> _To be done_
Reproduce every row below word for word, leaving the pictures out.

Saved dataset items:
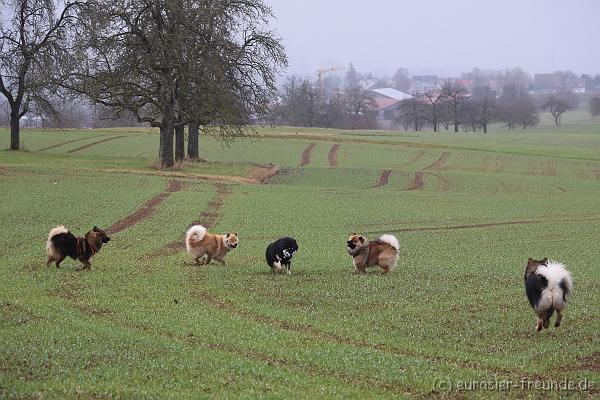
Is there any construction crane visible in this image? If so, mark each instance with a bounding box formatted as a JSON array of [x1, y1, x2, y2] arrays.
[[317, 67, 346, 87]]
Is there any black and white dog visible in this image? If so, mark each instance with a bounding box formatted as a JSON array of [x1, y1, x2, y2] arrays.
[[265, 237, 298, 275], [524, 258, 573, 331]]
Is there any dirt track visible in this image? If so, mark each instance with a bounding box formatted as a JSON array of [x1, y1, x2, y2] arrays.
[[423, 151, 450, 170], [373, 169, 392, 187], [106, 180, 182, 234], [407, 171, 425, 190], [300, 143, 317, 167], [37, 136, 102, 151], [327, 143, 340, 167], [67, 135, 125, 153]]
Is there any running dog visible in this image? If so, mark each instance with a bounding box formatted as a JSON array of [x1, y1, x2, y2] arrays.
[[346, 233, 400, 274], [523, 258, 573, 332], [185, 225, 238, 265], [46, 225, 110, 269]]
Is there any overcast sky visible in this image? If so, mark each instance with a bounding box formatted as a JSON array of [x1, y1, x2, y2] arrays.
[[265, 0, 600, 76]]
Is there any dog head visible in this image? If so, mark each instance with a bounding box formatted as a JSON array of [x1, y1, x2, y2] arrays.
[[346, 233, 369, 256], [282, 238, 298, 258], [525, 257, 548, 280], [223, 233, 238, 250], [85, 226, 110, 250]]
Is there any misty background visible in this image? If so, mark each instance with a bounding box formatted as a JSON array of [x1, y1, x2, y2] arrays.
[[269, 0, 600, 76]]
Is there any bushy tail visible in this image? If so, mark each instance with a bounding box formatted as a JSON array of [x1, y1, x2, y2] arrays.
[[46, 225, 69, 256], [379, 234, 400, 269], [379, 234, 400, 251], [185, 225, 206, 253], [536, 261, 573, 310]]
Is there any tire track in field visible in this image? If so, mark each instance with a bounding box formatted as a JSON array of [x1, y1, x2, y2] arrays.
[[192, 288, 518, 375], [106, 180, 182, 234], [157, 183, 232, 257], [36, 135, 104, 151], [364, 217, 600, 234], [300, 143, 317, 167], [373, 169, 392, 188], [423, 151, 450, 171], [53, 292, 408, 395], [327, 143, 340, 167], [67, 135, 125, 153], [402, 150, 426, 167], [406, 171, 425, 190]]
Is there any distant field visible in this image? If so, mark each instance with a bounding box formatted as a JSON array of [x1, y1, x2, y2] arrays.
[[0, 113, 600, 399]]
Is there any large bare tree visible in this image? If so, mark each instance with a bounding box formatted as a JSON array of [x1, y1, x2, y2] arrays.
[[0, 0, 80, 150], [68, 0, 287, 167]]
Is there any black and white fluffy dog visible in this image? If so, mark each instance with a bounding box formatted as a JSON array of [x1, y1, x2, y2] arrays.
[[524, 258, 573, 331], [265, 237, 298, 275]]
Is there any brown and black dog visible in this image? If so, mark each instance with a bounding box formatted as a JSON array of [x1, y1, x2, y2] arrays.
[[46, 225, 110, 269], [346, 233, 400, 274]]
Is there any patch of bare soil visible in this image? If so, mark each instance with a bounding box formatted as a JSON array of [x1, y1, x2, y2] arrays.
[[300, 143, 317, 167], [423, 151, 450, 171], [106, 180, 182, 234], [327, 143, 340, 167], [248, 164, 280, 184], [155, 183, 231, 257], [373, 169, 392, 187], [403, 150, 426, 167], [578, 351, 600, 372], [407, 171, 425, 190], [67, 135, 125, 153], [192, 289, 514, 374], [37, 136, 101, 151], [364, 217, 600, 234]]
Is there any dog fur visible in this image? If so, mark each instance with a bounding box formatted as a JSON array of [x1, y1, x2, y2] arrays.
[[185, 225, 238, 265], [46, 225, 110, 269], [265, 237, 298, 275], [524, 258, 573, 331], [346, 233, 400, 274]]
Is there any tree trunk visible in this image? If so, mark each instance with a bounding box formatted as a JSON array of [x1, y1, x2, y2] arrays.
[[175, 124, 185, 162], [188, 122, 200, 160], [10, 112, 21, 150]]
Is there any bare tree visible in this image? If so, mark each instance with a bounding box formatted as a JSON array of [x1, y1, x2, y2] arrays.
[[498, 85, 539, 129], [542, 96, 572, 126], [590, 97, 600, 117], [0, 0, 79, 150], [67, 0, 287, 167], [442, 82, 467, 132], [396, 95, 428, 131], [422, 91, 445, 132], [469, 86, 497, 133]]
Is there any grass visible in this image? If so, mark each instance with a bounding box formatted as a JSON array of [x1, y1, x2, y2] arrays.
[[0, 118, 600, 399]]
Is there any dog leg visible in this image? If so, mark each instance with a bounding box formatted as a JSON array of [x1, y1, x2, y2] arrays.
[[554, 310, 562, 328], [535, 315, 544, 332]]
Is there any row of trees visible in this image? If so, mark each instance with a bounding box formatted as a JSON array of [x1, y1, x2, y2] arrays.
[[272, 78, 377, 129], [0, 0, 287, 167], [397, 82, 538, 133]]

> _The answer_
Is there any construction crane visible in this image? If so, mark each instance with a bounding box formatted as a JSON array of [x1, y1, x2, y2] arrays.
[[317, 67, 346, 87]]
Is there any black and white dog visible in this image? If so, mark each instance with a bounding box formatted as a JSON array of [x1, y1, x2, y2] arrays.
[[265, 237, 298, 275], [524, 258, 573, 331]]
Is there any dirt track visible in this image? If so, mark each instance with a bounding box formatted as a JSON array of [x1, y1, x2, y2] arrays.
[[423, 151, 450, 170], [373, 169, 392, 187], [106, 180, 182, 234], [407, 171, 425, 190], [300, 143, 317, 167], [37, 136, 102, 151], [327, 143, 340, 167], [67, 135, 125, 153]]
Is there any running dog visible in this image? If so, mark each instance with a bounding box formatted as a JSON array of [x1, y1, x2, y2] arrays.
[[346, 233, 400, 274], [523, 258, 573, 332], [185, 225, 238, 265], [46, 225, 110, 269]]
Is there any overcast sky visible in this image? If so, mark each instance with a bounding box formatted as a JSON array of [x1, y1, x2, y2] arrays.
[[265, 0, 600, 76]]
Is there any dog head visible in this image? If so, mark each instance with a bounding box formatted as a JSON array of [x1, y1, x2, y2] arrays.
[[346, 233, 369, 256], [282, 238, 298, 258], [525, 257, 548, 280], [223, 233, 238, 250], [85, 226, 110, 250]]
Is there any misty background visible in this image? If so, mark each instance with a bounding box formatted as a JSON array of [x1, y1, x2, y2] arrays.
[[269, 0, 600, 76]]
Is there any bushy tail visible in this image? If so, mark each instance with a bounding box formatted as a JSON array of [x1, y1, x2, y2] arrays.
[[46, 225, 69, 256], [379, 234, 400, 269], [379, 234, 400, 251], [185, 225, 206, 253], [536, 261, 573, 310]]
Is there any tire track in field visible in this image? If so, mark each instance with a bounding box formatted as a JSON array of [x1, y1, x2, y2] arrays.
[[192, 288, 518, 375], [106, 180, 182, 234], [157, 183, 232, 257], [36, 135, 104, 151], [364, 217, 600, 234], [300, 143, 317, 167], [373, 169, 392, 188], [423, 151, 450, 171], [53, 292, 408, 395], [327, 143, 340, 167], [67, 135, 125, 153], [402, 150, 426, 167], [406, 171, 425, 190]]
Is there any distant field visible in this image? If so, mark each instance with a bounding box formatted as a JSON array of [x1, y1, x2, y2] arrays.
[[0, 113, 600, 399]]
Is there any large bare tree visible in this image? If so, mark each instance with a bounding box formatted as a JSON array of [x1, y1, x2, y2] arrays.
[[0, 0, 80, 150], [68, 0, 287, 167]]
Is there any black and white fluffy dog visible in this image? If so, mark each instance with a bounding box formatted as a JSON array of [x1, y1, x2, y2] arrays.
[[524, 258, 573, 331], [265, 237, 298, 275]]
Is there any brown and black dog visible in this image? If so, mark each instance with a bounding box formatted as a JSON array of [x1, y1, x2, y2] arrays.
[[46, 225, 110, 269], [346, 233, 400, 274]]
Is there any patch of bare soil visible in this image? If so, mark each instance with a bounding box formatted as a JSON array of [x1, y1, x2, y2] arrays.
[[300, 143, 317, 167], [423, 151, 450, 171], [106, 180, 182, 234], [327, 143, 340, 167], [248, 164, 280, 184], [155, 183, 231, 257], [373, 169, 392, 187], [403, 150, 426, 167], [578, 351, 600, 372], [407, 171, 425, 190], [67, 135, 125, 153], [192, 289, 514, 374], [37, 136, 101, 151], [364, 217, 600, 234]]
Is there any dog fur visible in this image? If so, mark each instance with a bounding box formatted as a JSON array of [x1, y1, x2, y2] arrays.
[[185, 225, 238, 265], [46, 225, 110, 269], [265, 237, 298, 275], [524, 258, 573, 331], [346, 233, 400, 274]]
Is there any tree trunk visible in this image? If so, mark each instance with a bounding box formatted as a JSON array of [x1, y1, x2, y2] arrays.
[[175, 124, 185, 162], [188, 122, 200, 160], [10, 112, 21, 150]]
Is there any bare tree visible in this image? If so, mark each instance with a bounding box formatted as a JSON array of [x1, y1, x2, y2] arrays.
[[498, 85, 539, 129], [542, 96, 572, 126], [590, 97, 600, 117], [0, 0, 79, 150], [67, 0, 287, 167], [442, 82, 467, 132], [396, 95, 428, 131], [422, 91, 445, 132], [469, 86, 497, 133]]
Is there any grass visible in this image? If so, mark each instance with a bounding box formatted as a JSON array of [x1, y1, x2, y2] arrays.
[[0, 118, 600, 399]]
Is there any dog leg visible in this image? If so, mark each instance with a bounding box formatted as a JSON array of [x1, y1, x2, y2] arrays.
[[554, 310, 562, 328], [535, 315, 544, 332]]
Is there any row of trees visible in this image? If so, mark each instance with a bounding box formatted as a JSON array of [x1, y1, x2, y2] arrays.
[[272, 78, 377, 129], [0, 0, 287, 167], [397, 82, 538, 133]]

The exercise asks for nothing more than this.